On the other hand, cloud providers are more likely to be the target of attacks.
Trust the Underlying Technologies
Since your application will be running in a shared environment, you highly depend on the virtualization technology (e.g. Hypervisor) to provide the fundamental isolation from other tenants. Any defects/bugs of the virtualization technology can leak your sensitive information to other tenants.
Talk to your cloud provider to get a deep understand of their selected technology to make sure it is proven and robust.
Computation / Execution environment
Most likely your cloud provider runs a hypervisor on top of physical machines and therefore the isolation mechanism is especially important. You need to be sure that when your virtual machine instance (guest VM) is started, even the cloud provider's administrator is technically impossible to gain access of any information residing in memory or local disk. And after you shut down your VM, all data in memory, swap device, and local disk will be completely wiped out and unrecoverable.
Data Storage / Persistence
Make sure your data is stored in a highly reliable environment such that the chance of data lost or corruption is practically zero even in event of disaster. To achieve high data resilience, Cloud providers typically create additional copies of your data and put them into geographically distributed locations. An auto-sync mechanism is also involved to keep the copies up to date.

### DATA PROVIDED
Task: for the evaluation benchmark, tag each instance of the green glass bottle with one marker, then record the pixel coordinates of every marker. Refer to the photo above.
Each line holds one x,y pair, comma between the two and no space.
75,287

### PROBLEM TO SOLVE
Answer these questions from the cloud security text above:
(a) What example of a virtualization technology does the text give?
(b) After you shut down your VM, where must all data be completely wiped out?
(c) What do cloud providers typically do to achieve high data resilience?

### WRITTEN RESPONSE
(a) A hypervisor.
(b) In memory, on the swap device, and on the local disk.
(c) They create additional copies of your data, put them in geographically distributed locations, and keep them up to date with an auto-sync mechanism.